[Data extract — start]
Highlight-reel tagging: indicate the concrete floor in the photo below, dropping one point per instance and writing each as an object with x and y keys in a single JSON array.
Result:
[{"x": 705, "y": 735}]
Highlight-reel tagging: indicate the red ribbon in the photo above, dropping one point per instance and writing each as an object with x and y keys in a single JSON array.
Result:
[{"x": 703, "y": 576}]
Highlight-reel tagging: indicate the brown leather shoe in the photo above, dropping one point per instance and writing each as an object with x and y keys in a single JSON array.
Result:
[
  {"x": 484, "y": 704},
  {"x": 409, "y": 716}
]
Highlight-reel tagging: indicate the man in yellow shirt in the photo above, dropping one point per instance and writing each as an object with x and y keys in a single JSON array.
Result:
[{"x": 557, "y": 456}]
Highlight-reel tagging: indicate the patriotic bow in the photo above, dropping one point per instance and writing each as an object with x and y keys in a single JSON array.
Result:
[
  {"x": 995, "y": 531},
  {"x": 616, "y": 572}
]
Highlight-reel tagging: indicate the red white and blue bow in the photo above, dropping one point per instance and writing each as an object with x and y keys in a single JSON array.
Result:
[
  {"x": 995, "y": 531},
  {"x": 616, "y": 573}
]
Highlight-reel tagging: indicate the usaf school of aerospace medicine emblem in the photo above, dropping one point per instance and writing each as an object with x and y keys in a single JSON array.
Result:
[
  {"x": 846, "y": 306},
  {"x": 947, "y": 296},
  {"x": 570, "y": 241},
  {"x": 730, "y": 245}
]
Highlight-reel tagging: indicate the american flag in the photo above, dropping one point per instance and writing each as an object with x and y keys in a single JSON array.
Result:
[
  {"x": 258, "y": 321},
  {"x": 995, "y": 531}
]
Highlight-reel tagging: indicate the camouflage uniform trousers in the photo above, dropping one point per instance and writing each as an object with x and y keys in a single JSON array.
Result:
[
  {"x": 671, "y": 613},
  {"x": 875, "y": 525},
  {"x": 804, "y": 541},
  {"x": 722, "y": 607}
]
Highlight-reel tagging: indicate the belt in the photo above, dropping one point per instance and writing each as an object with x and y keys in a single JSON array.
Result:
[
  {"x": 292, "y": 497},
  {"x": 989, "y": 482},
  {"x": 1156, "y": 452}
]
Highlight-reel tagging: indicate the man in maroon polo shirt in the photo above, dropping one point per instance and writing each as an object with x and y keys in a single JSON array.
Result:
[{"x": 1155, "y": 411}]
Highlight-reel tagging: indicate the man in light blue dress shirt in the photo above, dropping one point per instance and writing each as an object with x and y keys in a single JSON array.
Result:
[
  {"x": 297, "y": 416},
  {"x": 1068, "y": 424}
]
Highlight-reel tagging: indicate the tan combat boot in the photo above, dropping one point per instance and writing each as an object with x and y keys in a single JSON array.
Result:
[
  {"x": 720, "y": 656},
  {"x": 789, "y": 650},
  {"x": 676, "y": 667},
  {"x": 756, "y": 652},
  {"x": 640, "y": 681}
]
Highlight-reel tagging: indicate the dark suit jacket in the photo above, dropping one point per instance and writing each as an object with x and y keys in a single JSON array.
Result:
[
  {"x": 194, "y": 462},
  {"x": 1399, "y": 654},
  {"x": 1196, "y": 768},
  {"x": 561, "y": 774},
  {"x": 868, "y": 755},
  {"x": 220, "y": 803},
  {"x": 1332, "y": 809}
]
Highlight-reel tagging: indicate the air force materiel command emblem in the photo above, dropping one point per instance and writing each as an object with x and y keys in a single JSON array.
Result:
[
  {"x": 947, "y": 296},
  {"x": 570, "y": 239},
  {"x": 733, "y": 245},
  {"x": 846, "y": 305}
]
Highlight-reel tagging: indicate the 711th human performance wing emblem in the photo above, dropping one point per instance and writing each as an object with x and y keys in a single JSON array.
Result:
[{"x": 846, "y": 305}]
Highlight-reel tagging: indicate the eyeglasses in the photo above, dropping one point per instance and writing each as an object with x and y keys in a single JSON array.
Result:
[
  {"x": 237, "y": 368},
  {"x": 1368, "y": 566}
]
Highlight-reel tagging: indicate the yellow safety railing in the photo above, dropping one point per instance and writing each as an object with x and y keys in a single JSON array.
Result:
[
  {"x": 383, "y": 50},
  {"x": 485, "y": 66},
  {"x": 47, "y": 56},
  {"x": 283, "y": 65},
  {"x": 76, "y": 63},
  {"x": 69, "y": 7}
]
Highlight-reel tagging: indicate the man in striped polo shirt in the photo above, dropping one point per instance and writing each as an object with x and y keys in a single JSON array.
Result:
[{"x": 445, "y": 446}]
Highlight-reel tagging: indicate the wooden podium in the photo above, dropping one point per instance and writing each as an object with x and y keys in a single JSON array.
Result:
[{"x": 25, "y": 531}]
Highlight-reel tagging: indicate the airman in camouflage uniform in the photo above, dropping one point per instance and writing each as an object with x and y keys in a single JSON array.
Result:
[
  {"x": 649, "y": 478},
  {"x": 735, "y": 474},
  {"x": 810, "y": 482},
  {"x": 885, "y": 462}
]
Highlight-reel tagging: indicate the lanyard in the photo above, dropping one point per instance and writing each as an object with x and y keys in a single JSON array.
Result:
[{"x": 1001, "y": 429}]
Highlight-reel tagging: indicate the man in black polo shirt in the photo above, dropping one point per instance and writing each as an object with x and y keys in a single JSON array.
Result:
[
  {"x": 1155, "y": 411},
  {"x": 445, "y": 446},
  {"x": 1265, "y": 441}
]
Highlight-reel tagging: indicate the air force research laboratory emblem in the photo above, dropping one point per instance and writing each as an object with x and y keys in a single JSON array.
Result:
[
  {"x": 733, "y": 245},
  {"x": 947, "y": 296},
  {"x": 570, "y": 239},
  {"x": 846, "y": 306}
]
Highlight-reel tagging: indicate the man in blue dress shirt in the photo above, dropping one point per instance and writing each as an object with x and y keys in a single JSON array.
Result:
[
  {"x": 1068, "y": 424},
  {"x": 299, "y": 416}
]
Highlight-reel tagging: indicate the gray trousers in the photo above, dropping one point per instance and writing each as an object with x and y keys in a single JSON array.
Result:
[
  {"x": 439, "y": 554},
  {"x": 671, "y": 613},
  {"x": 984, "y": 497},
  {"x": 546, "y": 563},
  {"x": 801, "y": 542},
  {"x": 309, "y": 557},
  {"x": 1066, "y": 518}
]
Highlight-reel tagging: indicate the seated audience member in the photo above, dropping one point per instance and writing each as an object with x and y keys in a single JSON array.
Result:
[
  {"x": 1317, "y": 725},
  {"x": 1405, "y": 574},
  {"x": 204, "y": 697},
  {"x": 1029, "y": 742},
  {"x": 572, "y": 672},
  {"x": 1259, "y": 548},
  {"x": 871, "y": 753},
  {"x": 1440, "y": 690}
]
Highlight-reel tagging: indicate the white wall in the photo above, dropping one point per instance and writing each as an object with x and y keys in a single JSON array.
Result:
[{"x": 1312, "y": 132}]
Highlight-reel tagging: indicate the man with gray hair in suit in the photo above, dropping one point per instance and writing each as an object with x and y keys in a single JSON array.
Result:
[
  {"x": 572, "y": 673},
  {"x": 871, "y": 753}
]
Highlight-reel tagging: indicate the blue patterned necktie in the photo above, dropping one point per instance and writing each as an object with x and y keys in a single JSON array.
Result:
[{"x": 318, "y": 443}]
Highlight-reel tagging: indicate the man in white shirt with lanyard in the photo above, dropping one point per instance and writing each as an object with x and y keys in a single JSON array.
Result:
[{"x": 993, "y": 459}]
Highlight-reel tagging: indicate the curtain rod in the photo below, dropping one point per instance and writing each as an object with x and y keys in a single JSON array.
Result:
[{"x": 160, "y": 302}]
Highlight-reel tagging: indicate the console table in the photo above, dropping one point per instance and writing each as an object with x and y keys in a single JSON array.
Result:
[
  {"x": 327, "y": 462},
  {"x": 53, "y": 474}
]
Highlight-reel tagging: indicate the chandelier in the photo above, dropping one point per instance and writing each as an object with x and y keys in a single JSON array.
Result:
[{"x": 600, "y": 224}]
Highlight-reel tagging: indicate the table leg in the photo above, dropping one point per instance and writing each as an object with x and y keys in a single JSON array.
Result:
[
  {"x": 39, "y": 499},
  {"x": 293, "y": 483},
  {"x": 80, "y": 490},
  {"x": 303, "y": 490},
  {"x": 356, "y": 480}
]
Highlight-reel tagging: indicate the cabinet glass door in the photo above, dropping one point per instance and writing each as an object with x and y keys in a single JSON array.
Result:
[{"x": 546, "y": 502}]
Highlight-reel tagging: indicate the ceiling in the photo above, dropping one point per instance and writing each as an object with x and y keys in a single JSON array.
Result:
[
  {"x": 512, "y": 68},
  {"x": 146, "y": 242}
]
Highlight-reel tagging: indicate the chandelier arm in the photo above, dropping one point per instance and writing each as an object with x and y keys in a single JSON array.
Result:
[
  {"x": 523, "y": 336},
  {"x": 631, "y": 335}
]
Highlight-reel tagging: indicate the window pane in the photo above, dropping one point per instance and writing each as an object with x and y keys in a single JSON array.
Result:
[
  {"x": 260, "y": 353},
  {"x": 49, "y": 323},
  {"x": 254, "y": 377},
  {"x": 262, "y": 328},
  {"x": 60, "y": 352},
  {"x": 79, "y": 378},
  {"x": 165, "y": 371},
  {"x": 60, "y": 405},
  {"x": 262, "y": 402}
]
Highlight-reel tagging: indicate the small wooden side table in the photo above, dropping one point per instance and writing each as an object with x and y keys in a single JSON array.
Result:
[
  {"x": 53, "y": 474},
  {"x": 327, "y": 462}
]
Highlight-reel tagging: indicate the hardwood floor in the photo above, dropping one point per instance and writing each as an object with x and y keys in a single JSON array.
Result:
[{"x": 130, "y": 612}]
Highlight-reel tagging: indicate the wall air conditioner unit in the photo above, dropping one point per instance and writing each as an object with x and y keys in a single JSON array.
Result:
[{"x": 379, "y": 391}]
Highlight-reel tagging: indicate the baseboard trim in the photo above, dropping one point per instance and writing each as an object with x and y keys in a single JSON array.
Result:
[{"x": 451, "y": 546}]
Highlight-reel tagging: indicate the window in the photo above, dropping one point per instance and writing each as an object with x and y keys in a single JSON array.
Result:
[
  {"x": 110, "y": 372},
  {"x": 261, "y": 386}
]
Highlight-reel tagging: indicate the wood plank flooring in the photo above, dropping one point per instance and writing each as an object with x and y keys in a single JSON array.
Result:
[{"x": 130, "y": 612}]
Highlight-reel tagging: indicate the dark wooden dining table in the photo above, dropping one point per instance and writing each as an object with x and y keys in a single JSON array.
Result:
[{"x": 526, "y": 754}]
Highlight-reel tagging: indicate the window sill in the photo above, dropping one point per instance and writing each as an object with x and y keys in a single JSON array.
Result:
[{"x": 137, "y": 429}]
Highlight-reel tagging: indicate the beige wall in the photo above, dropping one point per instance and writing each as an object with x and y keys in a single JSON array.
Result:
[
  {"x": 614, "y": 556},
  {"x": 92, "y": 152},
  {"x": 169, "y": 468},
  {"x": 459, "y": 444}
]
[Data extract — finish]
Work order:
Among the records above, find the lines that contain "uniform" and copy every one.

Answer:
Highlight-reel tagging: indicate the camouflage uniform trousers in the photo above, dropping one point per instance and writing each as an object with x and y keys in a single JSON array.
Highlight-reel tagging: indicate the airman in camouflage uniform in the photo above, dropping one point per instance and writing each as an object with x and y keys in a single JSON array.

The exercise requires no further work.